*TRY IT:*
Each line below is to be copied out exactly, and none may be omitted.

*STORED DATA:*
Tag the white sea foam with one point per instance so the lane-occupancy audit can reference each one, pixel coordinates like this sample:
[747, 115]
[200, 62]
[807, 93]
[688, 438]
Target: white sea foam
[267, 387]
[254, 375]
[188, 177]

*ANSWER TO THIS PROBLEM:*
Tag the white sea foam with one point per instance so the lane-occupancy audit can reference each one, pixel coordinates like this sample:
[747, 115]
[200, 62]
[807, 93]
[688, 438]
Target: white sea foam
[267, 387]
[254, 375]
[188, 177]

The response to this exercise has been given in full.